───── RECORDS SUPPLIED ─────
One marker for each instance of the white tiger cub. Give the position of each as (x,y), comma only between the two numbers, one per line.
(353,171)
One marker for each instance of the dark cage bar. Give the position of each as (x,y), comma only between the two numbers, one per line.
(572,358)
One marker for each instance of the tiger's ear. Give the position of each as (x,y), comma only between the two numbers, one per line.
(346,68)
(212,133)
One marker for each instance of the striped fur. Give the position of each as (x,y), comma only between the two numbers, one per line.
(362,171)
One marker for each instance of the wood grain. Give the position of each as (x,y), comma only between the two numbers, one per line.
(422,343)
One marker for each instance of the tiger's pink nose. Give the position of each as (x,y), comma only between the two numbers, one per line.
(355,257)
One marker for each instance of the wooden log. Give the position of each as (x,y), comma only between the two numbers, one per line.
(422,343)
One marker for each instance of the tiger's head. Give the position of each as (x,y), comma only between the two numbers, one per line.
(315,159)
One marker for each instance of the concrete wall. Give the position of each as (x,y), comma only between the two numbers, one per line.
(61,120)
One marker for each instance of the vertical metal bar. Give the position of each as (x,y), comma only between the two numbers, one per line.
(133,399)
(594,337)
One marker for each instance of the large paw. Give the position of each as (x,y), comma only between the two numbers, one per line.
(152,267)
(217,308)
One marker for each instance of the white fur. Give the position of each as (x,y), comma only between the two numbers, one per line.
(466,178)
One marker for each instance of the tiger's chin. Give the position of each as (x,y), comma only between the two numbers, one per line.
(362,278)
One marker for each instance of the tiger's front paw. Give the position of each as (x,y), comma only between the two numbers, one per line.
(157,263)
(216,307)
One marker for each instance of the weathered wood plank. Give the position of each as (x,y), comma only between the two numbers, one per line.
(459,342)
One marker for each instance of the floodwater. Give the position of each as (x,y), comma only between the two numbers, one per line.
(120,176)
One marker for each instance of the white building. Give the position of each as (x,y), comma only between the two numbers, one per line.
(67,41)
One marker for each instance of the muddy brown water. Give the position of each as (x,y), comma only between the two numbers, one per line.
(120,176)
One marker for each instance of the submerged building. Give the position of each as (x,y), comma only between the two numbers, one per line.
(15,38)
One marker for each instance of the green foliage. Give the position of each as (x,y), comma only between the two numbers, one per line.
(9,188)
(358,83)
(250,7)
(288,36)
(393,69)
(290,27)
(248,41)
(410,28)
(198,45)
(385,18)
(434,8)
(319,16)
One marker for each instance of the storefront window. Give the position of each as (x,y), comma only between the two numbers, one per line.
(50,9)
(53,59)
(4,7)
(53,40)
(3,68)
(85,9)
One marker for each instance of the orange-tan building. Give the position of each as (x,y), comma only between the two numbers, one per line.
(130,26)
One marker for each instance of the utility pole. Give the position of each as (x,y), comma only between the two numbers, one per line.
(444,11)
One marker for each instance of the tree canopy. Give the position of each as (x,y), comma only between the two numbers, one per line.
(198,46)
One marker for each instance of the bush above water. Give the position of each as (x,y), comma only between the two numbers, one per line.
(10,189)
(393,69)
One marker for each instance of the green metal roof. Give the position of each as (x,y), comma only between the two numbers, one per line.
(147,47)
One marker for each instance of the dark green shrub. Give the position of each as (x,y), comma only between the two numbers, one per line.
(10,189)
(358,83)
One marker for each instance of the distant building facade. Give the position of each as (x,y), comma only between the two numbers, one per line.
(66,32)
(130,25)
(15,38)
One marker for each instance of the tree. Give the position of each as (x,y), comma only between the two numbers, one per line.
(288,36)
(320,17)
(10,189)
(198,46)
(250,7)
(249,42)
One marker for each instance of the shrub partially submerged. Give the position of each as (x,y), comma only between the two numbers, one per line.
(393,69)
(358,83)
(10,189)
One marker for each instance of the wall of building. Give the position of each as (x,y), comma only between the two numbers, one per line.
─────
## TO DO
Rescale the records from the line that has "One marker for each instance of the dark green" through the end of the records, writing out every line again with the requests included. Multiply each coordinate in the answers by 2.25 and round it to a whole number, rounding halves up.

## SOLUTION TO THE EXERCISE
One marker for each instance of the dark green shrub. Give the position of each as (x,y), comma only between the two numbers, one per line.
(23,425)
(806,187)
One marker for each instance of the distant building facade. Give the position of each as (x,y), comma only between the two numbers, one per line.
(149,72)
(293,56)
(34,86)
One marker for each instance of the tree. Give the position of each as (x,y), comma only between the two numbers, one per line.
(648,81)
(720,38)
(23,425)
(446,104)
(563,16)
(560,95)
One marker for each instance of the shrub partially submerged. Give the position of each as (x,y), comma only between the two numbers, one per line.
(884,155)
(806,187)
(23,425)
One marker for each instance of the wall of building. Give the position of each as (x,y), comma only between the two numbers, one per line.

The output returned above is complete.